Excerpted passage -

▬▬▬▬▬▬

DeepSeek has unveiled its latest AI model, Janus-Pro-7B, which it claims outperforms OpenAI’s DALL-E 3 and Stability AI’s Stable Diffusion 3 Medium in text-to-image generation tasks.
This announcement, made in a report titled “Janus-Pro: Unified Multimodal Understanding and Generation with Data and Model Scaling,” highlights the model’s advancements in multimodal understanding and generation capabilities.
Janus-Pro-7B’s performance has been validated across multiple benchmarks, showcasing its capabilities in both multimodal understanding and text-to-image generation.
On the GenEval leaderboard for text-to-image instruction-following tasks, Janus-Pro-7B achieved a score of 0.80, surpassing Janus (0.61), OpenAI’s DALL-E 3 (0.67), and Stable Diffusion 3 Medium (0.74).
“Janus-Pro-7B achieved a score of 79.2 on the multimodal understanding benchmark MMBench and 0.80 on the GenEval leaderboard, outperforming state-of-the-art unified multimodal models, including DALL-E 3 and Stable Diffusion 3 Medium,” DeepSeek stated.
The model scored 79.2 on the multimodal understanding benchmark MMBench, significantly outperforming competitors such as Janus (69.4), TokenFlow (68.9), and MetaMorph (75.2).
Addressing previous shortcomings
The Janus-Pro-7B model builds on the foundation laid by its predecessor, Janus, by addressing critical challenges in visual encoding and generation tasks. It incorporates 72 million high-quality synthetic images with real-world data to achieve enhanced image outputs.
- According to the report, earlier models, including Janus, struggled with the conflicting demands of multimodal understanding and generation. To resolve this, Janus-Pro introduces decoupled visual encoding, enabling it to excel in both tasks.
“Janus-Pro incorporates improvements across three dimensions: training strategies, data, and model size,” the report states, adding that the model demonstrates scalability with two configurations—1B and 7B parameters.
- The original Janus model, validated at the 1B parameter scale, faced limitations due to its relatively small model capacity and limited training data.
- These constraints led to suboptimal performance in short-prompt image generation and unstable text-to-image outputs. Janus-Pro-7B addresses these issues through enhanced training strategies, expanded datasets, and increased model capacity.
The report emphasizes that these upgrades not only improve the model’s text-to-image instruction-following performance but also enhance its stability and scalability, making it a strong contender in the AI-generated imagery space.
More insights
DeepSeek is a relatively new entrant to the AI industry, founded in 2023 by Chinese entrepreneur Liang Wenfeng. Despite being less than two years old, the company has already made a significant impact.
- In January 2024, it released its open-source models for download, where they quickly gained popularity, topping the iPhone app download charts and surpassing OpenAI’s ChatGPT app.
- DeepSeek’s latest reasoning model, R1, has drawn comparisons to top-tier AI products from OpenAI and Meta. The company claims its models are not only competitive in performance but also more efficient and cost-effective to develop.
- One of the standout claims from DeepSeek is the cost of training its models. The company stated that training one of its latest models cost $5.6 million, a figure far below the $100 million to $1 billion estimated by industry leaders for similar projects.
DeepSeek has also highlighted the efficiency of its development process, which reportedly does not rely on the most powerful AI accelerators.

▬▬▬▬▬▬

Data extract -
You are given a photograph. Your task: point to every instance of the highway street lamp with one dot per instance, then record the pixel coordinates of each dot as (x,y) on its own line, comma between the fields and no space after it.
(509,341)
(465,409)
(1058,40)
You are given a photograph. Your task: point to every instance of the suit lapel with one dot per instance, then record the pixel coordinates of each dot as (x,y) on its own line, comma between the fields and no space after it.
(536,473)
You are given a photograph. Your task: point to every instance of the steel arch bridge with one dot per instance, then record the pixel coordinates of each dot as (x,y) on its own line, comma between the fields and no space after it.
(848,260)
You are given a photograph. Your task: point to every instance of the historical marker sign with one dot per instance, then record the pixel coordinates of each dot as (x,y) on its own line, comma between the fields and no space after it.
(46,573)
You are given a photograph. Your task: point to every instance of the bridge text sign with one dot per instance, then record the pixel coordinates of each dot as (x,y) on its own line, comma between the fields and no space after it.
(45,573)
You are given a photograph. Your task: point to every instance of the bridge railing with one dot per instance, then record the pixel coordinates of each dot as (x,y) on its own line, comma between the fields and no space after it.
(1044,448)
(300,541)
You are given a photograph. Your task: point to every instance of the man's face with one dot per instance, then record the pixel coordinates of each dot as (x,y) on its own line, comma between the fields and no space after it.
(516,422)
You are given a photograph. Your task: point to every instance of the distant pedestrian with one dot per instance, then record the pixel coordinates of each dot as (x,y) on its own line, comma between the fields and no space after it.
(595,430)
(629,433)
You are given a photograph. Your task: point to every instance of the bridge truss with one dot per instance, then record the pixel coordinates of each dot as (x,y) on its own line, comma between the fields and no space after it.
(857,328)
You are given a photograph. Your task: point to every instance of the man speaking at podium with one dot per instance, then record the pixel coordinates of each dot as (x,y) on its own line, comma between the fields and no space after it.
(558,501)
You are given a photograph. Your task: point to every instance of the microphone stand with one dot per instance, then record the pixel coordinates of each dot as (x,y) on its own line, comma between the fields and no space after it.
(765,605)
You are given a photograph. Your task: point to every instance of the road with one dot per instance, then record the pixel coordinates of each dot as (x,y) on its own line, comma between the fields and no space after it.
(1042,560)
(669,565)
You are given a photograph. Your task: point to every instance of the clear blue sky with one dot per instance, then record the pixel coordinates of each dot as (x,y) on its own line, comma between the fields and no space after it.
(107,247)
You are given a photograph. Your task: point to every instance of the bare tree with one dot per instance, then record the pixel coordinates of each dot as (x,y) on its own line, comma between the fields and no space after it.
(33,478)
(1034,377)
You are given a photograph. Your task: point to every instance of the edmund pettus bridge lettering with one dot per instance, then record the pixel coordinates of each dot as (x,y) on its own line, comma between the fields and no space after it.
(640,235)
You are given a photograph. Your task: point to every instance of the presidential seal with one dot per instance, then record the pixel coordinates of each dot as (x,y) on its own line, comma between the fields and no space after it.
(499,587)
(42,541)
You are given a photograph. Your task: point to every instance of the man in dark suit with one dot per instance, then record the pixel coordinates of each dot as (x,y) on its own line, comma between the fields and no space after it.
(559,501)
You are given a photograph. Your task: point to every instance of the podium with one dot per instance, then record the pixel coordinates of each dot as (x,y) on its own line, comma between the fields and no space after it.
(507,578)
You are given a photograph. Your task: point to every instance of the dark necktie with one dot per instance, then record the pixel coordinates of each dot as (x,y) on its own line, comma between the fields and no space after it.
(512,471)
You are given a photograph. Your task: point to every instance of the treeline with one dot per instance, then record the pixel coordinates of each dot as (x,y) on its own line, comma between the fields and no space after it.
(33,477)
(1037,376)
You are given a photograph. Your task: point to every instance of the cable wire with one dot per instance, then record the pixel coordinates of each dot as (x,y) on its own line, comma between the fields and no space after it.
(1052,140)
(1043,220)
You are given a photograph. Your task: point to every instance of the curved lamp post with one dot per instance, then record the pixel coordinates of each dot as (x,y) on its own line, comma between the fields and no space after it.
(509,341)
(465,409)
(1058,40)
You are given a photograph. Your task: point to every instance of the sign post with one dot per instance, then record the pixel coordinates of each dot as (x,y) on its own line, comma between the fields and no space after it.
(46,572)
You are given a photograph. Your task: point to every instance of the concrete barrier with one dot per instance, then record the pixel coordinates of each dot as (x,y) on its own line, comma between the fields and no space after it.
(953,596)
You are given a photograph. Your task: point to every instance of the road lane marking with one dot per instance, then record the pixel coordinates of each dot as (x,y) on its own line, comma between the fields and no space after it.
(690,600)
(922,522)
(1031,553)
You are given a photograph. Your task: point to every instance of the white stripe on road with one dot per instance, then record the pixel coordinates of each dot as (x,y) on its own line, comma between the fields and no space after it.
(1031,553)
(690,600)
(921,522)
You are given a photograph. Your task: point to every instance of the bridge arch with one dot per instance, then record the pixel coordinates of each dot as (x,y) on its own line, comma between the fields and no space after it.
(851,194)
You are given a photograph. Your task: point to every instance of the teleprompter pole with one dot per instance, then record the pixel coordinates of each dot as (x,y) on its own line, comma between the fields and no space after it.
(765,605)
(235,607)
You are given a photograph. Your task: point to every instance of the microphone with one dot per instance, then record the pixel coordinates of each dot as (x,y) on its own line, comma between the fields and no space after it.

▬▬▬▬▬▬

Which models does the article on Janus-Pro-7B give a GenEval score for, and what score does each one get? Answer from the article on Janus-Pro-7B alone, not from the listing.

Answer below -
- Janus-Pro-7B: 0.80
- Janus: 0.61
- DALL-E 3: 0.67
- Stable Diffusion 3 Medium: 0.74